## RECORDS SUPPLIED
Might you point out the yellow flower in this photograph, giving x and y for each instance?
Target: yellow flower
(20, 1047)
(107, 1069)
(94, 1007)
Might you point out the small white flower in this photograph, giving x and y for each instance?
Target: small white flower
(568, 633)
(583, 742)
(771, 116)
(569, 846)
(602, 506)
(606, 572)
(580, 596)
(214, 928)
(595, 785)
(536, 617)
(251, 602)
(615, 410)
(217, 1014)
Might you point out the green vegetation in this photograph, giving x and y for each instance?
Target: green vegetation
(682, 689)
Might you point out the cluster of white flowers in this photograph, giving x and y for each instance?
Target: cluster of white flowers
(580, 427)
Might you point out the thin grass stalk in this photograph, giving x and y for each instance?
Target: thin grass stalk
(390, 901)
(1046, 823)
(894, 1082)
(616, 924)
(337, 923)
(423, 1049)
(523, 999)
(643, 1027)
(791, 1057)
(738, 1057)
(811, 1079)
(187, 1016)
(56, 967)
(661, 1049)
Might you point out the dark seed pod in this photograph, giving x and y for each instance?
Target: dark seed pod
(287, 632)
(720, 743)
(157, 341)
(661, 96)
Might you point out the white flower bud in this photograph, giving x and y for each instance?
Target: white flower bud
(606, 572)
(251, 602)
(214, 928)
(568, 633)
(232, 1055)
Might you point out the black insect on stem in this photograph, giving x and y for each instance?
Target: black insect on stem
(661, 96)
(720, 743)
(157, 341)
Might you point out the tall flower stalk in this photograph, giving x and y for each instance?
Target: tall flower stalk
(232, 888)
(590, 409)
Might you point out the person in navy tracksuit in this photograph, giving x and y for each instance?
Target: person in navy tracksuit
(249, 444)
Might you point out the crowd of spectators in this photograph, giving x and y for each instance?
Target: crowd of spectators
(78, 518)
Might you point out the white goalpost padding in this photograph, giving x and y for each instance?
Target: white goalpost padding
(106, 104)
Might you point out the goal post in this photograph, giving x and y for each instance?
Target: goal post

## TASK TO COMPLETE
Reproduce, with no other lines, the run of lines that begins with the one containing "Might you point out the person" and ends with the last line of the material.

## TASK OUTPUT
Might you point out the person in navy tracksuit in this photograph, giving x and y for each instance?
Target: person in navy tracksuit
(249, 444)
Might you point out the crowd of spectators in this photograph, giving x and y for each instance?
Target: crowd of spectators
(78, 518)
Might you point out the white goalpost padding in this photograph, giving x and y for each instance?
Target: white goalpost padding
(106, 104)
Might you point out the goal post in this photograph, giving x and y for each instance?
Target: goal post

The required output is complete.